### Supplied text
*** Begin section ***
= Commemorative legislation =

The United States Congress routinely passes commemorative legislation. These bills are largely ceremonial, and are designed to honor individuals, groups and causes. According to the Pew Research Center, between the 101st and 115th congress, ceremonial bills made up between 11% and 39% of all enacted federal legislation, depending on the congress. Kinds of commemorative legislation include issuing commemorative coins, awarding the Congressional Gold Medal, and various kinds of observances. The height of commemorative legislation occurred during the 99th congress (1985-1986), during which about 41% of all public laws were commemorative. Statistical analysis has found a significant correlation between the passage of fewer substantive laws and the passage of more commemorative legislation, particularly during periods of policy gridlock.

==Types==

===Congressional Gold Medal===

Congressional Gold Medals, which are currently awarded by passing an Act of Congress, have been issued since 1776.

===Commemorative coins===

The United States Mint has issued many commemorative coins by Act of Congress. The United States Commemorative Coin Act of 1996 limits the number of commemorative coins that could be authorized to two per year, starting in 1998. The sale of commemorative coins usually generates enough revenue for the Treasury to cover the expense of minting coins. However, since a surcharge on the coins usually raises several million dollars and passed along to the groups being commemorated, the practice has been criticized as a kind of earmark. The American 5-Cent Coin Design Continuity Act of 2003 requires the proceeds from commemorative coin sales to be matched by private donations before they are sent to the target organization.

===Observances===

One kind of commemorative law is designating some period of time in honor of a person or group of people. The first observance of this type was for Mother's Day in 1914, followed by Child Health Day in 1928. By 1990, (during the 101st congress) the number of such observances had increased substantially, drawing criticism. As a way to limit the amount of commemorative legislation, since the 104th congress (1995-1996) each session the house of representatives has adopted House rule XII, clause 5, which prohibits time-based commemorative legislation. Since the adoption of this rule, several thousand commemorative measures have been introduced, usually by suspension of the rules. However, most of these observances are now presented as non-binding resolutions. Many observances passed as legislation are codified in Chapter 1 of Title 36 of the United States Code.
*** End section ***
(Dataset entries)
*** Begin section ***
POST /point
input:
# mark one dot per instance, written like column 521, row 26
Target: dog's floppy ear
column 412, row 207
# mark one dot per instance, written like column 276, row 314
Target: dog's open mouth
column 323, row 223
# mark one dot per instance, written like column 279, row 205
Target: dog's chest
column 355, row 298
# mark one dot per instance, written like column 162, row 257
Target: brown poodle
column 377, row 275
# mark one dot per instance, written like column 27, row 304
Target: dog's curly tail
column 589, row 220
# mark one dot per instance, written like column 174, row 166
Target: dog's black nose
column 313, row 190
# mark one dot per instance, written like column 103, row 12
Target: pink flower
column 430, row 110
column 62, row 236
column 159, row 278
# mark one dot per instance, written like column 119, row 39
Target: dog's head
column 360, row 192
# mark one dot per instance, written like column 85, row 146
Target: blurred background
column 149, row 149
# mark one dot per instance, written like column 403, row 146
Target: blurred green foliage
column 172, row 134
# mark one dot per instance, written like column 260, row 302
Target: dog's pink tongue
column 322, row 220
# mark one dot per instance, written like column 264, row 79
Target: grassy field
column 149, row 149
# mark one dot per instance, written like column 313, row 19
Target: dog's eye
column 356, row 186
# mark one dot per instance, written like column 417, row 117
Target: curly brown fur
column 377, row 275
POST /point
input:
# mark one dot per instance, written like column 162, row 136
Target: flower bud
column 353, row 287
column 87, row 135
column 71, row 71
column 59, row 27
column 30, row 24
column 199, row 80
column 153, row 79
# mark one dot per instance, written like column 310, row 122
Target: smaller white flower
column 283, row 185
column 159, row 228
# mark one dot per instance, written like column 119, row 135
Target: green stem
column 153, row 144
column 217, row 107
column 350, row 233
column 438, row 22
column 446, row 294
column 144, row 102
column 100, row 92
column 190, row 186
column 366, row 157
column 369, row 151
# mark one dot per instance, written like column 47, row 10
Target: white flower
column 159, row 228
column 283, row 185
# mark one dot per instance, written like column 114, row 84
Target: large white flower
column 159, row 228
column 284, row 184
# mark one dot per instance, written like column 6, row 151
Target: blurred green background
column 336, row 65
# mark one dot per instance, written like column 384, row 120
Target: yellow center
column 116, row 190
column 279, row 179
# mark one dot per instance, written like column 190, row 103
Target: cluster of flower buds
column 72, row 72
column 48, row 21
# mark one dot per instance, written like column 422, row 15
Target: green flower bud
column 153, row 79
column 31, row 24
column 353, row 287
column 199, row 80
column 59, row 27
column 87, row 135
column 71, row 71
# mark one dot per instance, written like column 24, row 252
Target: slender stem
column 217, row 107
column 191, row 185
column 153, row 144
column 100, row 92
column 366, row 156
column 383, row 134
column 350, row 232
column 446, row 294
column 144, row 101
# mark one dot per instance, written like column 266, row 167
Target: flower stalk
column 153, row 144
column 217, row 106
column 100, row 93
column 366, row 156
*** End section ***
### Tasks for this exercise
- a) According to the commemorative legislation text, what was the first observance designating a period of time, and in what year was it?
- b) Continue the text on commemorative legislation, starting after its final sentence.

### Task responses
- a) Mother's Day, in 1914.

- b)
===Renamings===
Since 1967, a popular kind of bill has been naming individual United States Post Offices, which entail the creation of a small plaque with the new name of the post office, and an unveiling ceremony. The post office bills have been criticized for the time required to pass them, but remain a popular, usually uncontroversial kind of bill, sometimes making up a significant portion of federal legislation. Beyond post offices, the United States Congress also passes legislation to officially name other buildings such as Veterans Health Administration clinics, or natural features such as mountain ridges.

== Binding versus non-binding resolutions ==

To be legally binding, house bills and senate bills (usually abbreviated H.R. or S.R.) must be signed by both chambers and signed into law by the president. On the other hand, simple resolutions are usually passed as a House Resolution or Senate Resolution (usually abbreviated as H.Res. or S.Res. respectively), and are not forwarded to the other chamber of congress. These simple resolutions are never legally binding, but are often used to signal approval or disapproval.

Some types of congressional observances do not require passing text at all, such as United States Capitol Flag Program.